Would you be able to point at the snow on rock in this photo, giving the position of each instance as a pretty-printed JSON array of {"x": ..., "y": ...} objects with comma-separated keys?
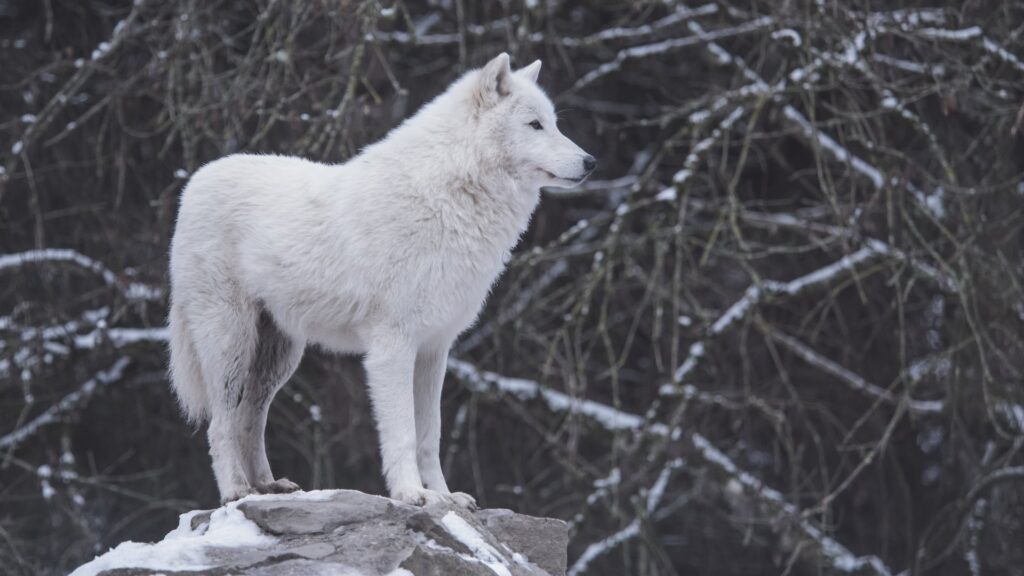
[
  {"x": 344, "y": 533},
  {"x": 185, "y": 547}
]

[Assigned task]: The task calls for duplicating the data exactly, with no images kept.

[Exercise output]:
Would you be able to point at the snow on rock in this photo, giving the position of each instance as a pretty-printed JSON array of {"x": ..., "y": ...} objects with comma-separated keys?
[
  {"x": 344, "y": 533},
  {"x": 185, "y": 547}
]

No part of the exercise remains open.